■ DIRECTION A: In the thread below, by roughly how much does the patch raise aligned write bandwidth for 4M writes to shmfs in RAM?

■ PASSAGE:
From: Hugh Dickins <hugh@veritas.com>
To: Nick Piggin <npiggin@suse.de>
Cc: Linux Memory Management List <linux-mm@kvack.org>
Subject: Re: [rfc][patch] shmem: don't zero full-page writes
Date: Sun, 15 Oct 2006 18:57:18 +0100 (BST) [thread overview]
Message-ID: <Pine.LNX.4.64.0610151749190.32055@blonde.wat.veritas.com> (raw)
In-Reply-To: <20061014055956.GA6014@wotan.suse.de>
On Sat, 14 Oct 2006, Nick Piggin wrote:
> Just while looking at the peripheral code around the pagecache deadlocks
> problem, I noticed we might be able to speed up shmem a bit. This patch
> isn't well tested when shmem goes into swap, but before wasting more time on
> it I just wanted to see if there is a fundamental reason why we're not doing
> this?
No fundamental reason: I did consider doing so a couple of times,
but it's rather messy and nobody was complaining, so I didn't bother.
>
> --
> Don't zero out newly allocated tmpfs pages if we're about to write a full
> page to them anyway, and also don't bother to read them in from swap.
> Increases aligned write bandwidth by about 30% for 4M writes to shmfs
> in RAM, and about 7% for 4K writes. Not tested with swap backed shm yet;
> the improvement will be much larger but it should be much less common.
That's quite nice: though as I say, nobody had complained (I think the
high performance people are usually looking at the shm end rather than
at tmpfs files, so wouldn't see any benefit).

■ DIRECTION B: Which lines of the rows contain the word "flower"? Pick out each one, treating uppercase and lowercase as different, and copy it.

■ Rows in a dataset:
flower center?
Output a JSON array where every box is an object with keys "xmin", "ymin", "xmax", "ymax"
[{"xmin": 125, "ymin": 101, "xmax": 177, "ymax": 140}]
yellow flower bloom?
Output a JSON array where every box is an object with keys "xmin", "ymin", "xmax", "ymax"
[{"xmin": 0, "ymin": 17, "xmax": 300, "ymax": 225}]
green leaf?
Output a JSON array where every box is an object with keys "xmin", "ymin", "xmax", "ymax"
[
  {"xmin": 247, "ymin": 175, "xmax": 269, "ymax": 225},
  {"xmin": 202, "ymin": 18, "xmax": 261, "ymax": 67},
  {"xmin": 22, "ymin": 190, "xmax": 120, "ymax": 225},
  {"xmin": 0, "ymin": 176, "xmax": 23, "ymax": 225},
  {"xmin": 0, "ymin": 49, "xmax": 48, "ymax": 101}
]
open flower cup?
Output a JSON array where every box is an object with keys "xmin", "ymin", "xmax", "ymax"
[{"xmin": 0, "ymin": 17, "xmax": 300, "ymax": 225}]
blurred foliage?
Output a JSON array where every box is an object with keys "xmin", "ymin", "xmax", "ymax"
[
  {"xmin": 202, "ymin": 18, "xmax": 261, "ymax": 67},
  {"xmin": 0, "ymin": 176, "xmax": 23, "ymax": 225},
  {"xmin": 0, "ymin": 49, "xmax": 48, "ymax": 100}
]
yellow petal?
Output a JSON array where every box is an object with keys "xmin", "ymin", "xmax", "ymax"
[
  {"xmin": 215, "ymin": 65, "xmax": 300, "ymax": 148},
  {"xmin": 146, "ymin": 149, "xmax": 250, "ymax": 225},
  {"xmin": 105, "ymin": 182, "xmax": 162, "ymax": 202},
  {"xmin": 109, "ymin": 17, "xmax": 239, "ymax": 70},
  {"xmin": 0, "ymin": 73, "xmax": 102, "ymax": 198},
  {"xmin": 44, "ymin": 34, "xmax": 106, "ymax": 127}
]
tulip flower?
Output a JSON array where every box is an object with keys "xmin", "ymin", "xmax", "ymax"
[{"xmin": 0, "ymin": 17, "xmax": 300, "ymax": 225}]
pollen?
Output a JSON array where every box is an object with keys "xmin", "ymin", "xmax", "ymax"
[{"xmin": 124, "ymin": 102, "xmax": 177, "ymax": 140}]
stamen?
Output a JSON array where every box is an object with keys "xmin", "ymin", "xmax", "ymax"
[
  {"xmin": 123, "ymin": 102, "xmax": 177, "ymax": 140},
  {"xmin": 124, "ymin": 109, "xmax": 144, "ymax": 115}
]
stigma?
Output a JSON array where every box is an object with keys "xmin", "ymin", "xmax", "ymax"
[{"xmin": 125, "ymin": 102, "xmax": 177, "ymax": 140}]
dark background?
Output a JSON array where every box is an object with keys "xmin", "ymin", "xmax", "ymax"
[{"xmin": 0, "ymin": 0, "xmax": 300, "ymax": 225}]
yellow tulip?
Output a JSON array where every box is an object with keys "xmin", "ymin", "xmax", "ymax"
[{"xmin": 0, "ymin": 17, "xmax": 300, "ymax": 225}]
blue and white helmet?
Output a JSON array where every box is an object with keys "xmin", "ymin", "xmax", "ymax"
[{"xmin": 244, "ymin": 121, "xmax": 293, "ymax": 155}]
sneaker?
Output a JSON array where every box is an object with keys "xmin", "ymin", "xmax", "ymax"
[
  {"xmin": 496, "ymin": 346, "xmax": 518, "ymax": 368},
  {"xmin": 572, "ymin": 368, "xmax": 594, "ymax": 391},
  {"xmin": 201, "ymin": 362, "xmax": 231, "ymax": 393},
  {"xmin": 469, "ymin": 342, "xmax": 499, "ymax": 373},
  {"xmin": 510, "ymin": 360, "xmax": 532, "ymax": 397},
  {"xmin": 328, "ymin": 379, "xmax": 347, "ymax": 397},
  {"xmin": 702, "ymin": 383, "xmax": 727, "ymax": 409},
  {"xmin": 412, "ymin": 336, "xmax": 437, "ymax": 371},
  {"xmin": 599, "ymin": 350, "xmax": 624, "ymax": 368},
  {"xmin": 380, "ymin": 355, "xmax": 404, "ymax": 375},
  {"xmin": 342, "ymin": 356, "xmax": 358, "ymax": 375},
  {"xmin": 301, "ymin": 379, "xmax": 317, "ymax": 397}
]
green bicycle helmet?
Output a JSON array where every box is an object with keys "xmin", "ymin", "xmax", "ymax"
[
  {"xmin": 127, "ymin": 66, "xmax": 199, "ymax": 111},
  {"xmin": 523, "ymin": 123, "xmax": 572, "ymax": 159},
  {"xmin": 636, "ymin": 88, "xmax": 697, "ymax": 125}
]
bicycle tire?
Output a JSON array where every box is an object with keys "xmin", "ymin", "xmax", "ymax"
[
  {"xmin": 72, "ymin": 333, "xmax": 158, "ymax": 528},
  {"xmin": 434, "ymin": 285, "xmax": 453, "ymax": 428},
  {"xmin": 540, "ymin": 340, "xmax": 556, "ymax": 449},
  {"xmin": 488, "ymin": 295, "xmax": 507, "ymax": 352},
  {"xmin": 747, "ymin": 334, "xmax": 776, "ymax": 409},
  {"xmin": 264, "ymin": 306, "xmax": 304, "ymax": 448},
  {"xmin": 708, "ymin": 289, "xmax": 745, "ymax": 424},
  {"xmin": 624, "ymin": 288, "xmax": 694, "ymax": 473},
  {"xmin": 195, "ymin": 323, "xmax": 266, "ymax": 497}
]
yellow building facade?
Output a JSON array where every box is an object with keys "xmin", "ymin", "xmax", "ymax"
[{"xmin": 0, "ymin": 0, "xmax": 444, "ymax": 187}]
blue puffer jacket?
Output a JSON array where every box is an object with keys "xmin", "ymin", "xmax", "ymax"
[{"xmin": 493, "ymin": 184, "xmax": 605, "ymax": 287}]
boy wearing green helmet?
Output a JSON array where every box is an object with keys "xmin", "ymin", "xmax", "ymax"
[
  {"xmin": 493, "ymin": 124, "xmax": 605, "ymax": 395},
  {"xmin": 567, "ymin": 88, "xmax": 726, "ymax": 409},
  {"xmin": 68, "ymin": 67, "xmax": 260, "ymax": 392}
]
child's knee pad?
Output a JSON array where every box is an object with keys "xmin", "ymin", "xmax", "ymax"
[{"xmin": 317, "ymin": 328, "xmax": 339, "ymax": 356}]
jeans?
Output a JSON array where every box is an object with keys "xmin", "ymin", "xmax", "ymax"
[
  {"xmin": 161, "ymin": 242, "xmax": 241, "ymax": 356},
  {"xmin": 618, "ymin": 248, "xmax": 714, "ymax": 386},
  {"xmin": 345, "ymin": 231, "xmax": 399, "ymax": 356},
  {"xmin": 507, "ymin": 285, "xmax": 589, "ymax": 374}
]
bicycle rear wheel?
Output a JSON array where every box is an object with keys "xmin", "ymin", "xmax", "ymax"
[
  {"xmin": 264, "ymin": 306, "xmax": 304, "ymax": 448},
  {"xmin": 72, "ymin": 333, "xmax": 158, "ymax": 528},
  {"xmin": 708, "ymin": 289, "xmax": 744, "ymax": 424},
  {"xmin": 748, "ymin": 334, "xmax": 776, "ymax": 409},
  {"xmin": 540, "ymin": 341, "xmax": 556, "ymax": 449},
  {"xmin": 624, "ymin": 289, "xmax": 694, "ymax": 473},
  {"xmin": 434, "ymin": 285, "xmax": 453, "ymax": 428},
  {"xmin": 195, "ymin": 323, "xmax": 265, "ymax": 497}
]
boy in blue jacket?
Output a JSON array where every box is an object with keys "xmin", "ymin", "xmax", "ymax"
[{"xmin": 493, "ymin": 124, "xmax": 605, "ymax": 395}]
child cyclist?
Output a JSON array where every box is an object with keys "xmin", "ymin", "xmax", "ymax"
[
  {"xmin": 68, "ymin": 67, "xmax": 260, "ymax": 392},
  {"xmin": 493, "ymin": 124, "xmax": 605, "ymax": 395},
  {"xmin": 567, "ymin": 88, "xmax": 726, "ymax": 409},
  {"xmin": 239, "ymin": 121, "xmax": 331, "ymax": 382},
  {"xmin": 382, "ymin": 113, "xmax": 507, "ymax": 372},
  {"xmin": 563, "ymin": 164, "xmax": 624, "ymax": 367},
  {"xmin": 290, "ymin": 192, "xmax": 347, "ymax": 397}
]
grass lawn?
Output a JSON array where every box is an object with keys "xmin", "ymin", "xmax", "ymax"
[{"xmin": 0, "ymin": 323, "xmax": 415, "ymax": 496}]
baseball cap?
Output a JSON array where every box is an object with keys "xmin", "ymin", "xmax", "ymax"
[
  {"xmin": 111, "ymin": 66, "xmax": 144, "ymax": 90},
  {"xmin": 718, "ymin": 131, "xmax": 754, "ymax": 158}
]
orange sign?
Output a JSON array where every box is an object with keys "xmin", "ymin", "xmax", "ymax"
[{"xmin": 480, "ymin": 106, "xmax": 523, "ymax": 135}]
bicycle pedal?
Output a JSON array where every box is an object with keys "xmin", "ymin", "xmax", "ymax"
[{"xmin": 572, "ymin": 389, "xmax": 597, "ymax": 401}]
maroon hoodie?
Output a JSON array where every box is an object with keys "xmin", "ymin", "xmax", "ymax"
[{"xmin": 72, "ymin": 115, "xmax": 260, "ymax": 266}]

■ REPLY A: By about 30%.

■ REPLY B:
flower center?
yellow flower bloom?
open flower cup?
tulip flower?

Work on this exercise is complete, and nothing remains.